### Text excerpt:
........

The counting was slow, but my dad, Frank, and Osbie had built a prediction model based on turnout and win-loss margin in specific precincts. Early on, it became clear that my dad was overperforming in his base areas. The trend continued, and finally, late that night, Frank and Osbie said, “Harold, we think you’ve won it. We think you won this race by fewer than 500 votes.”

Not long after Frank and Osbie’s declaration, the local media began reporting that my dad was losing decisively, by nearly 5,000 votes. News of an impending Kuykendall victory was spreading. Kuykendall started doing interviews suggesting that he had won.

Frank and Osbie saw the media reports. My dad insisted that they recheck their numbers. “There’s no way. That’s not plausible. Unless we’re missing something and our numbers are completely off.” So they did the math again. They reached the same conclusion: My dad had won by roughly 500 votes. The local news declared Kuykendall the winner based on the final results from the Elections Commission. My father decided that the only way to reconcile Frank and Osbie’s numbers — and his own belief that he had won — with the Elections Commission’s final numbers was to go down to the Elections Commission headquarters and demand a recount.

........

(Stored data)
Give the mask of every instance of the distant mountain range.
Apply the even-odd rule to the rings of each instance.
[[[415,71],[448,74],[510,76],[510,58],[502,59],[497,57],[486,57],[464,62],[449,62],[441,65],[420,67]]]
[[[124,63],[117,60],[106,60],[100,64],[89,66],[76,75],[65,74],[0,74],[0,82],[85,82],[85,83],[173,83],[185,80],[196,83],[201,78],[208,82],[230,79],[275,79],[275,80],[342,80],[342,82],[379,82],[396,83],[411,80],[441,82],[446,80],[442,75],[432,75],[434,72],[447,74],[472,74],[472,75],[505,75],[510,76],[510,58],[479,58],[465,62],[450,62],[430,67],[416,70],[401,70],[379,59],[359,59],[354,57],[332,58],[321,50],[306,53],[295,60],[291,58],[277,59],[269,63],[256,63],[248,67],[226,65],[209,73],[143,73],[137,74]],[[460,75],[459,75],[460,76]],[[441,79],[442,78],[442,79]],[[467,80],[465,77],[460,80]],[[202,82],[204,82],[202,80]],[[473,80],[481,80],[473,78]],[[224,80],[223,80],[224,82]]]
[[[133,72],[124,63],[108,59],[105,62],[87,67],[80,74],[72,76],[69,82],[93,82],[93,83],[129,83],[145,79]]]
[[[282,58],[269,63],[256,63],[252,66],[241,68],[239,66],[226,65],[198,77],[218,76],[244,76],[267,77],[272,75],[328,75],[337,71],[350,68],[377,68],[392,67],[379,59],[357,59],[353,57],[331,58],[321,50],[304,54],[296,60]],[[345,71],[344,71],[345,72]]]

........

### Task A:
Write out the stretch of the election-count passage from "Frank and Osbie saw" through "demand a recount.".
### Task B:
Translate this sentence from the election-count passage into Spanish: "Kuykendall started doing interviews suggesting that he had won."

### Your solution A:
Frank and Osbie saw the media reports. My dad insisted that they recheck their numbers. “There’s no way. That’s not plausible. Unless we’re missing something and our numbers are completely off.” So they did the math again. They reached the same conclusion: My dad had won by roughly 500 votes. The local news declared Kuykendall the winner based on the final results from the Elections Commission. My father decided that the only way to reconcile Frank and Osbie’s numbers — and his own belief that he had won — with the Elections Commission’s final numbers was to go down to the Elections Commission headquarters and demand a recount.

### Your solution B:
Kuykendall empezó a dar entrevistas en las que insinuaba que había ganado.